**Exercise material**
[Start of Attachment]

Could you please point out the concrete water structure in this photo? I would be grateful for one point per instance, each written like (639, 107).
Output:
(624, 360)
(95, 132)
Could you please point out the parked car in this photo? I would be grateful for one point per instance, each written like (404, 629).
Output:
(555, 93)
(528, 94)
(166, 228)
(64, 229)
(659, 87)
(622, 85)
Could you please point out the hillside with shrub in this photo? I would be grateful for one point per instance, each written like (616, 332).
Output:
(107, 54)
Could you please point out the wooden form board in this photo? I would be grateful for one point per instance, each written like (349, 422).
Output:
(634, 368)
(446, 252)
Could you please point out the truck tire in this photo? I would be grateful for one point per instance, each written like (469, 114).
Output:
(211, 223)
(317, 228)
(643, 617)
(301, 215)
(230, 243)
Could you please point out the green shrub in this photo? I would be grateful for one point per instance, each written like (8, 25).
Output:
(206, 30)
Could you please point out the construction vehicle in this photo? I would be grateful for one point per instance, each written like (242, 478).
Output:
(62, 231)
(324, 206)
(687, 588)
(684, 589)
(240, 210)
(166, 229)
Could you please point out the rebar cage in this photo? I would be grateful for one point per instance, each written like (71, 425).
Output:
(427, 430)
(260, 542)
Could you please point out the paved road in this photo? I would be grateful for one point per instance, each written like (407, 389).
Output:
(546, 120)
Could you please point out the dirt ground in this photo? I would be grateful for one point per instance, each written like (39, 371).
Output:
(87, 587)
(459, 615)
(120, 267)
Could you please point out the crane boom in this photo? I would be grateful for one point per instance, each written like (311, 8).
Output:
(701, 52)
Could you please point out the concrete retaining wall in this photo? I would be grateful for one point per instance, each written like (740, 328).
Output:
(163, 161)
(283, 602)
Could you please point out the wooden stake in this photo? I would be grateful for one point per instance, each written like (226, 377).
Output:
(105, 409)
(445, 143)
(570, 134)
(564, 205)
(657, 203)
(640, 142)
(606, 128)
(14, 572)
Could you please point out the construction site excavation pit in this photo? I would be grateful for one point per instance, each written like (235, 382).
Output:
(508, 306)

[End of Attachment]

**Problem to work on**
From the first line to the last, copy every record exactly.

**Answer for the task**
Could you please point out the concrete water structure in this photo? I would be grateful for one point per instance, each written like (639, 107).
Output:
(624, 360)
(95, 132)
Could you please point out the parked car in this photo? I would be grateful for one point per instance, each written like (404, 629).
Output:
(555, 93)
(528, 94)
(166, 228)
(64, 229)
(659, 87)
(622, 85)
Could you please point out the hillside with shrub in this photo? I would be grateful for one point per instance, each written like (616, 332).
Output:
(107, 54)
Could you please point out the wooden form board in this photo? I would be grateful for one point per instance, each written like (349, 422).
Output:
(634, 368)
(446, 252)
Could you please point out the truck tire in this photo? I would be grateful for one point per instance, each written like (469, 114).
Output:
(211, 223)
(317, 228)
(643, 617)
(301, 215)
(230, 243)
Could you please point out the green shrub in this photo? I would be grateful for one point per instance, each written like (8, 25).
Output:
(206, 30)
Could you please point out the construction vehicle in this photo? I would be grateful for one point per instance, each written like (242, 478).
Output:
(62, 231)
(324, 206)
(687, 588)
(684, 589)
(240, 210)
(166, 229)
Could you please point out the rebar cage in this photo? I would be grateful for one point per instance, each written like (71, 425).
Output:
(427, 430)
(260, 542)
Could you please point out the paved road in this photo? I would be grateful for one point per instance, each written like (407, 389).
Output:
(546, 120)
Could you please point out the dirt ground in this photo? I would be grateful for one point per instance, each written like (39, 371).
Output:
(87, 587)
(459, 615)
(120, 267)
Could you please point out the crane boom in this photo? I would be grateful for one point per instance, each written like (311, 8).
Output:
(701, 52)
Could you please point out the concrete retaining wall in this photo? I would be grateful for one point per instance, each written like (740, 328).
Output:
(163, 161)
(283, 602)
Could you please point out the wooden stake in this photo? I would be grateful for one point per instance, each written like (226, 377).
Output:
(105, 409)
(445, 143)
(570, 134)
(564, 205)
(657, 203)
(640, 142)
(606, 128)
(14, 572)
Could you please point out the construction site excavation pit in this photo? I would be grateful for one point per instance, each written like (235, 382).
Output:
(508, 306)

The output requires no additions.